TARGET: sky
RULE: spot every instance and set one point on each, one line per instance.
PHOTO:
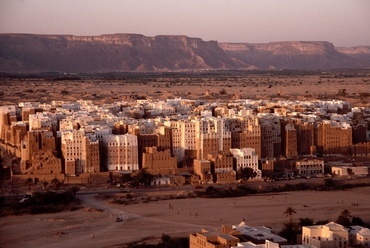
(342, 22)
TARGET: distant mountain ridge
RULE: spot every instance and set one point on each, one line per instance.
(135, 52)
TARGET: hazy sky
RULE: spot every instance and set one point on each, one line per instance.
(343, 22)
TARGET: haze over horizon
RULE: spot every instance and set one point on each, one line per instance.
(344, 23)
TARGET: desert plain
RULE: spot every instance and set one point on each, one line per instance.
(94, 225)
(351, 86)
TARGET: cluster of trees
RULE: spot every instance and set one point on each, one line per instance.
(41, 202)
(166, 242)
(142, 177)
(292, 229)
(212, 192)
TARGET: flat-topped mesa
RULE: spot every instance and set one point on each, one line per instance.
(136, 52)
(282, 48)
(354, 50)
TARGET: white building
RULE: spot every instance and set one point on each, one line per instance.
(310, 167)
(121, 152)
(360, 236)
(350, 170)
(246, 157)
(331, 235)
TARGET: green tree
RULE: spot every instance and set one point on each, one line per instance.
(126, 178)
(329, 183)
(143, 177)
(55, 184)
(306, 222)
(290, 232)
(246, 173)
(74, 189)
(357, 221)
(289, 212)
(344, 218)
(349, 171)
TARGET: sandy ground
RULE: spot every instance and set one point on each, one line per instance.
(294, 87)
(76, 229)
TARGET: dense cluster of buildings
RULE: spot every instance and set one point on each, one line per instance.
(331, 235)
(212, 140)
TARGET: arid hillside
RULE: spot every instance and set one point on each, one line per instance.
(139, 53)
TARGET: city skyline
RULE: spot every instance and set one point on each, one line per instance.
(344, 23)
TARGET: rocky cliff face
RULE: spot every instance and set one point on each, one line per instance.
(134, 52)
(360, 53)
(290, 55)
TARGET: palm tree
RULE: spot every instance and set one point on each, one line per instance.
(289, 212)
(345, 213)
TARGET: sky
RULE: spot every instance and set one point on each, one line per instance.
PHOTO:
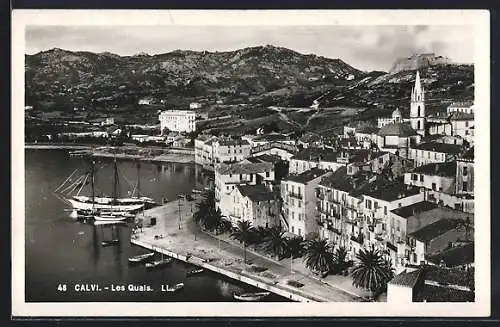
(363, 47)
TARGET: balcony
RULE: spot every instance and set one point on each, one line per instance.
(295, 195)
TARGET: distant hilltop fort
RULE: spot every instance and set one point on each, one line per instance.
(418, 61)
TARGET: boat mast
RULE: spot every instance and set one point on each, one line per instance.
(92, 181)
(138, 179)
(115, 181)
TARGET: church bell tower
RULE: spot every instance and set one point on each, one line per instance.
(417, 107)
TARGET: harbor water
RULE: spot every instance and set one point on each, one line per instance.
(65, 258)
----
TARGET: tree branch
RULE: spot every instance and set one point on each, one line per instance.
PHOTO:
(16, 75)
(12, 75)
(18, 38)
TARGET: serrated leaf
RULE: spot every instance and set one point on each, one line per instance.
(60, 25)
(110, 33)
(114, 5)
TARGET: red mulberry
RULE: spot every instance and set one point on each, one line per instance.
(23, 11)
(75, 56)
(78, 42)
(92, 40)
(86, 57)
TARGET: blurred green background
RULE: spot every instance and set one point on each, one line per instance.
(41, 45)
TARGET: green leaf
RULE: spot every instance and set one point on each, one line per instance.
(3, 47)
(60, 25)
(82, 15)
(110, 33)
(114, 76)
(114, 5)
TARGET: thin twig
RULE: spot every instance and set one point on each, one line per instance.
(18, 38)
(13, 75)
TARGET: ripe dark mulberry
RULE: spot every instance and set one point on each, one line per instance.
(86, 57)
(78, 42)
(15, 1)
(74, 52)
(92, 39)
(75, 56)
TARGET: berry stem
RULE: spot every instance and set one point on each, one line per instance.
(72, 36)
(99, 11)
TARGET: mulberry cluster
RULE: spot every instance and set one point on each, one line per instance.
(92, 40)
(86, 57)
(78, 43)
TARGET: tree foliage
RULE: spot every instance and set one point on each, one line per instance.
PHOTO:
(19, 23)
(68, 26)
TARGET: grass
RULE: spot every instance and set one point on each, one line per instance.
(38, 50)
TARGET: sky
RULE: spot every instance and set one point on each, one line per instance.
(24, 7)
----
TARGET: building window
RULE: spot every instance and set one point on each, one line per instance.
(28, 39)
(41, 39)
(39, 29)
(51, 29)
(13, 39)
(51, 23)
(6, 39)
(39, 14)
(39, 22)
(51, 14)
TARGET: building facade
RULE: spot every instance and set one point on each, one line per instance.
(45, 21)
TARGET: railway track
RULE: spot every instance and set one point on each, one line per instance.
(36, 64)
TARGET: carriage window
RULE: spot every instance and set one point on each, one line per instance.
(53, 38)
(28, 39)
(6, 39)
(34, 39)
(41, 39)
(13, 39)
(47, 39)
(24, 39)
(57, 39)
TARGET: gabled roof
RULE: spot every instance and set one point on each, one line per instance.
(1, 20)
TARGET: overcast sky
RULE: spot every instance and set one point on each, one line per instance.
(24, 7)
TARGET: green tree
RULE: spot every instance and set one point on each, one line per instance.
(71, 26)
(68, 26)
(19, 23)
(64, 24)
----
### [Exercise description]
Starting with the line with "TARGET: hazy sky" above and going on through the line with "TARGET: cluster of trees", transcribe every line exactly, both ends included, and add nothing.

### [Exercise solution]
TARGET: hazy sky
RULE: spot every instance and set one point on each, one line per instance.
(343, 22)
TARGET: haze over horizon
RULE: spot every instance and set one point on each, one line per instance.
(344, 23)
TARGET: desert plain
RULE: spot every instance and set one point on each, one line per instance.
(94, 225)
(351, 86)
TARGET: cluster of trees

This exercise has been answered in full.